TEKS SUMBER =
-*-
Sebuah senyuman boleh dikatakan sebagai ekspresi wajah yang paling
sering dipelajari. Mengapa demikian? Karena senyuman memiliki makna
yang dalam untuk hidup seseorang. Marianne LaFrance, PhD, profesor
bidang psikologi dari Universitas Yale, yang juga penulis buku Lip
Service, melakukan penelitian berdasarkan studi
biologi, antropologi, bahkan ilmu komputer mengenai senyuman ini. Dalam
penelitian terbarunya itu, LaFrance mengungkapkan enam fakta mengenai
senyuman yang perlu Anda ketahui.
Orang yang suka tersenyum lebar umurnya lebih panjang. Tahun
lalu, peneliti memaparkan sebuah studi yang antara lain menyebutkan
bagaimana mereka menganalisa foto dari 230 pemain bisbol yang dimuat di
Baseball Register. Dari foto-foto tersebut, terlihat bahwa rata-rata
pria dengan senyuman lebar dan cemerlang hidup 4,9 tahun lebih lama
daripada mereka yang hanya tersenyum sepintas, dan 7 tahun lebih lama
daripada mereka yang tidak tersenyum sama sekali. Tentu saja, senyum
lebar tak selalu bisa dikaitkan dengan umur panjang, namun sebuah
senyuman menunjukkan perasaan yang positif, dan perasaan yang positif
berhubungan dengan kehidupan yang sejahtera.
Senyum memancarkan suatu kekuatan yang tersembunyi. Misalnya
begini, ketika seseorang menampilkan senyuman yang begitu cepat
menghilang (karena mungkin durasinya hanya sepersekian detik), orang
lain akan susah menangkap senyuman tersebut. Namun bagi orang yang
selalu tersenyum, dunia selalu dipandang lebih menyenangkan. Cerita
yang membosankan bisa jadi lebih menarik, gambar-gambar yang netral
terlihat lebih positif, bahkan minuman yang tawar bisa terasa lebih
bercita rasa.
Kebahagiaan terdiri atas tiga tingkatan. Sebuah artikel di
British Medical Journal melaporkan bahwa cinta memang sangat mungkin
disebarkan. Ketika seseorang sedang bahagia, perasaannya yang positif
bisa ditransfer kepada orang-orang yang ada di lingkarannya melalui
jejaring sosial. Jadi ketika Anda tersenyum, teman dari teman Anda pun
bisa ikut tersenyum.
-*-
DATA TERCATAT =
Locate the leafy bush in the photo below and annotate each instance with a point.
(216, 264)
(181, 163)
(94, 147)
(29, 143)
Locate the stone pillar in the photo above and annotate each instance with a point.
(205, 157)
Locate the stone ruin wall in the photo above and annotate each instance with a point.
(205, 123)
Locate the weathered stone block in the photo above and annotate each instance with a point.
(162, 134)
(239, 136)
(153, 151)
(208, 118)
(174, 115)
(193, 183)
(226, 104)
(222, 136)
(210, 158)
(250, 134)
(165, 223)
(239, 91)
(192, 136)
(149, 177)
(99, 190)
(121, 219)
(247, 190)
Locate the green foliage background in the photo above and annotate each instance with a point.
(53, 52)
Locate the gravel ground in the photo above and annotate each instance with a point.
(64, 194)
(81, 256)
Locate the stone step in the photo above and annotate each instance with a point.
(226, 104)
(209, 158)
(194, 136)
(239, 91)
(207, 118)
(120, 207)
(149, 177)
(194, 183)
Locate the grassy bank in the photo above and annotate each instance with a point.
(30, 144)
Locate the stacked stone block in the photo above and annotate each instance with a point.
-*-
TUGAS 1 = Salin kembali bagian teks tentang senyuman mulai dari "Kebahagiaan terdiri atas" sampai "bisa ikut tersenyum.", dan ganti "jejaring sosial" dengan "media sosial".
TUGAS 2 = Tolong lanjutkan teks tentang senyuman setelah kalimat terakhirnya.

JAWABAN 1 =
Kebahagiaan terdiri atas tiga tingkatan. Sebuah artikel di
British Medical Journal melaporkan bahwa cinta memang sangat mungkin
disebarkan. Ketika seseorang sedang bahagia, perasaannya yang positif
bisa ditransfer kepada orang-orang yang ada di lingkarannya melalui
media sosial. Jadi ketika Anda tersenyum, teman dari teman Anda pun
bisa ikut tersenyum.

JAWABAN 2 =
Ada dua tipe senyuman. Senyum yang tulus dan senyum yang palsu
diatur oleh dua jalur saraf yang berbeda. Oleh karena itu orang yang
bagian tertentu dari otaknya mengalami kerusakan pun masih dapat
menampakkan senyuman spontan meskipun mereka tidak mampu tersenyum
dengan kemauannya. Para peneliti berspekulasi bahwa nenek moyang kita
mengembangkan sirkuit saraf untuk memaksa senyuman karena secara
evolusioner hal itu menguntungkan untuk menutupi ketakutan dan
kemarahan mereka.
Untuk mengetahui senyuman palsu seseorang, amati matanya. Orang
yang tersenyum tulus, otot-otot wajahnya yang disebut orbicularis oculi
tanpa sengaja akan berkontraksi, membuat kulit di sekitar matanya
berkerut. Kebanyakan dari kita tidak mampu menggerakkan otot-otot ini
dengan bebas. Artinya, ketika seseorang memalsukan senyumannya,
otot-otot orbicularis oculi-nya tidak akan bergerak.
Senyum itu mempunyai "aksen". Budaya ternyata juga mempengaruhi
cara orang tersenyum. Orang Amerika, misalnya, saat tersenyum berfokus
pada gerakan mulutnya. Hal ini bertentangan dengan orang Jepang yang
mengutamakan senyumannya di bagian mata.